> _What needs to be done_: Every line below should be repeated exactly as written.

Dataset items
# # # #

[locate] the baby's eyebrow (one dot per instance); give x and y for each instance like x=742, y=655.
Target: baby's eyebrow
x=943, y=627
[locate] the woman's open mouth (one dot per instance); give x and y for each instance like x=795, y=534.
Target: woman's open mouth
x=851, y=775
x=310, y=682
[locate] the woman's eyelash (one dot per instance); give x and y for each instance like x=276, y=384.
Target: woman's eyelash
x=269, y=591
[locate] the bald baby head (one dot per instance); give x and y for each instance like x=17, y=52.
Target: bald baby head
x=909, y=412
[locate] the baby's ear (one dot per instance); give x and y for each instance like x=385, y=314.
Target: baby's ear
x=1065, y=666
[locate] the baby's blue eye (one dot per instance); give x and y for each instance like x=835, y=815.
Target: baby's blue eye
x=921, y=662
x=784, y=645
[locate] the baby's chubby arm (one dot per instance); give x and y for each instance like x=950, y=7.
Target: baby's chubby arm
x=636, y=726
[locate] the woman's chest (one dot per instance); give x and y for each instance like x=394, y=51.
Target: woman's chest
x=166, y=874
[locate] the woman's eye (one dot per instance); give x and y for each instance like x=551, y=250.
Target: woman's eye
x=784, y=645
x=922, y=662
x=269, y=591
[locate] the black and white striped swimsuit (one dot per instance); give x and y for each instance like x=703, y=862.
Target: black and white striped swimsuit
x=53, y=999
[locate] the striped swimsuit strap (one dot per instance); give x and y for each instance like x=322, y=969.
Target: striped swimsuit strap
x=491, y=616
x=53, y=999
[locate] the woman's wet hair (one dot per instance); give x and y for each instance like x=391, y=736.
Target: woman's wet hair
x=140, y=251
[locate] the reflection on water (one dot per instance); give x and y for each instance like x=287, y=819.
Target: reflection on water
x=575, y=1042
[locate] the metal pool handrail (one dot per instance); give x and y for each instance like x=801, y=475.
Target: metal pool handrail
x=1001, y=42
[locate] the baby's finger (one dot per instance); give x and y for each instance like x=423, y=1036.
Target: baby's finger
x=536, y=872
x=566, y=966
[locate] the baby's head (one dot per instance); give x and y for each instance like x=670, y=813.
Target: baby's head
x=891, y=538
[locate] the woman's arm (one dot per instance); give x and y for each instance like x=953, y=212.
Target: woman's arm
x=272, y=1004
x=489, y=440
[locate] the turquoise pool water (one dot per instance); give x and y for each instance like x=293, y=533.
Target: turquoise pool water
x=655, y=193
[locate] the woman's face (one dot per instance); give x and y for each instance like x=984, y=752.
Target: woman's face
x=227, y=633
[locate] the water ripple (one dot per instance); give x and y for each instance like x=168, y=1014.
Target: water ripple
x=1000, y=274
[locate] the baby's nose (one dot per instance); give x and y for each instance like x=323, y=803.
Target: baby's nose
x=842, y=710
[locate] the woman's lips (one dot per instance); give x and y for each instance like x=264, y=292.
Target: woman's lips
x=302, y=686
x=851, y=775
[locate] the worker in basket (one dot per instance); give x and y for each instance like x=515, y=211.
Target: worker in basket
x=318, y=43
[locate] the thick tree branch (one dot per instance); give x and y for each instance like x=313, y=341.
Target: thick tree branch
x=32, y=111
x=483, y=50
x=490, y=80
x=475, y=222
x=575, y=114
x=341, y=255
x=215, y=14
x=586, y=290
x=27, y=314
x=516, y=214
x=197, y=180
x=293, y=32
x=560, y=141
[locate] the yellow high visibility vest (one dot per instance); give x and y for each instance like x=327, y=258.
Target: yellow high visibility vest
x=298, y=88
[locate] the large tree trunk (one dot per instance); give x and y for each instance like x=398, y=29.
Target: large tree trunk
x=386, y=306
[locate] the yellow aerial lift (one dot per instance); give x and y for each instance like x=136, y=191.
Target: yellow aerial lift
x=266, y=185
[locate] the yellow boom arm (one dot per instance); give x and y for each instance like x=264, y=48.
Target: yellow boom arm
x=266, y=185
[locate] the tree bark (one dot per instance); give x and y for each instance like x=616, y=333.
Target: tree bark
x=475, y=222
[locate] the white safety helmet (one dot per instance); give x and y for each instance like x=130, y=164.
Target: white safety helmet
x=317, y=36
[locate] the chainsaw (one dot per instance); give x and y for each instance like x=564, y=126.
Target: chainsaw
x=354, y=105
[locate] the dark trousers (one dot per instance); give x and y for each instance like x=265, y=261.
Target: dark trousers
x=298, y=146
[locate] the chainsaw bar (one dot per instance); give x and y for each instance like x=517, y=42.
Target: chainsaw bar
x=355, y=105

# # # #

> _Your solution_:
[locate] the baby's eyebrow (one dot per instance); give x and y for each instance like x=742, y=655.
Target: baby's eyebrow
x=943, y=627
[locate] the woman's open mouth (one dot per instance); give x and y for each instance like x=795, y=534.
Target: woman's open mouth
x=851, y=775
x=310, y=682
[locate] the woman's eyelash (one dot per instance); give x and y for each instance like x=276, y=384.
Target: woman's eyelash
x=269, y=591
[locate] the bald baby head (one dot per instance); give x and y for each instance like x=17, y=52.
Target: bald baby head
x=909, y=412
[locate] the baby's ear (one dot per instance); give x and y for each instance like x=385, y=314.
Target: baby's ear
x=1065, y=666
[locate] the baby's blue eye (one dot per instance); give x and y for each instance like x=835, y=815.
Target: baby's blue eye
x=921, y=662
x=784, y=645
[locate] the baby's chubby arm (one dot per instance); give x and y for each instance like x=950, y=7.
Target: baby's chubby arm
x=636, y=726
[locate] the woman's chest (one dot per instance); give x and y for each instance like x=394, y=51.
Target: woman's chest
x=166, y=874
[locate] the woman's eye (one dot per instance); give x and y for each instance like x=551, y=250.
Target: woman's eye
x=784, y=645
x=922, y=662
x=269, y=591
[locate] the black and white striped swimsuit (one dot per instance); give x and y for each instance like x=703, y=862.
Target: black and white striped swimsuit
x=53, y=999
[locate] the striped swimsuit strap (one dot per instance); give x and y for each instance like x=322, y=969.
Target: striped swimsuit strap
x=491, y=616
x=53, y=999
[locate] the woman's wet hair (one dot per instance); give x and y for each instance like x=391, y=736.
Target: woman's wet hair
x=140, y=251
[locate] the reflection on water (one dot per instance); give x and y for each instance like x=287, y=819.
Target: reflection on water
x=575, y=1042
[locate] the metal pool handrail (one dot per instance); give x and y for each instance like x=801, y=475.
Target: metal pool handrail
x=1001, y=42
[locate] the baby's finger (one dot per instance); give x and y for each instance like x=423, y=1036.
Target: baby's finger
x=536, y=872
x=566, y=966
[locate] the baby's head (one dot per instance); give x and y for each instance like x=670, y=813.
Target: baby's head
x=891, y=538
[locate] the woman's arm (one dot per instance); give x and y for each instance like x=953, y=212.
Target: woman's arm
x=272, y=1004
x=489, y=440
[locate] the turquoise pool water (one dot per instance); give x and y for each instance like x=293, y=533.
Target: turquoise pool water
x=655, y=193
[locate] the woman's face (one dot per instance); give x and y for each instance like x=984, y=752.
Target: woman's face
x=227, y=633
[locate] the water ripple (one dot per instance); give x and y for each instance like x=168, y=1014.
Target: water ripple
x=1000, y=274
[locate] the baby's nose (one dot per instance); give x and y for each instance like x=323, y=803.
Target: baby's nose
x=842, y=710
[locate] the woman's lips (one dot per instance); give x and y for each instance like x=264, y=292.
Target: woman's lips
x=302, y=686
x=851, y=775
[locate] the worker in basket (one dot per instance); give x and y for each instance like x=515, y=211.
Target: worker in basket
x=318, y=43
[locate] the thick tree branch (one dot per instance); give x and y for each instance like x=313, y=341.
Target: thick tree branch
x=32, y=111
x=483, y=50
x=490, y=80
x=475, y=222
x=575, y=114
x=341, y=255
x=215, y=14
x=586, y=290
x=27, y=314
x=516, y=214
x=197, y=180
x=293, y=32
x=560, y=141
[locate] the yellow high visibility vest (one dot per instance); give x and y for each instance like x=327, y=258.
Target: yellow high visibility vest
x=298, y=88
[locate] the large tree trunk (one dot per instance); give x and y for each instance like x=398, y=29.
Target: large tree trunk
x=386, y=306
[locate] the yellow aerial lift (one dot per instance); give x and y for each instance like x=136, y=191.
Target: yellow aerial lift
x=266, y=185
[locate] the yellow boom arm (one dot per instance); give x and y for each instance like x=264, y=48.
Target: yellow boom arm
x=266, y=185
[locate] the tree bark (one dot per instance); give x and y for each instance like x=616, y=333.
Target: tree bark
x=475, y=222
[locate] the white safety helmet (one dot per instance); give x and y for each instance like x=130, y=164.
Target: white safety helmet
x=317, y=36
[locate] the chainsaw (one dot per instance); give x and y for each instance like x=564, y=126.
Target: chainsaw
x=354, y=105
[locate] the dark trousers (one dot per instance); give x and y for each instance like x=265, y=261.
Target: dark trousers
x=298, y=146
[locate] the chainsaw bar (one dot per instance); give x and y for each instance like x=517, y=42.
Target: chainsaw bar
x=355, y=105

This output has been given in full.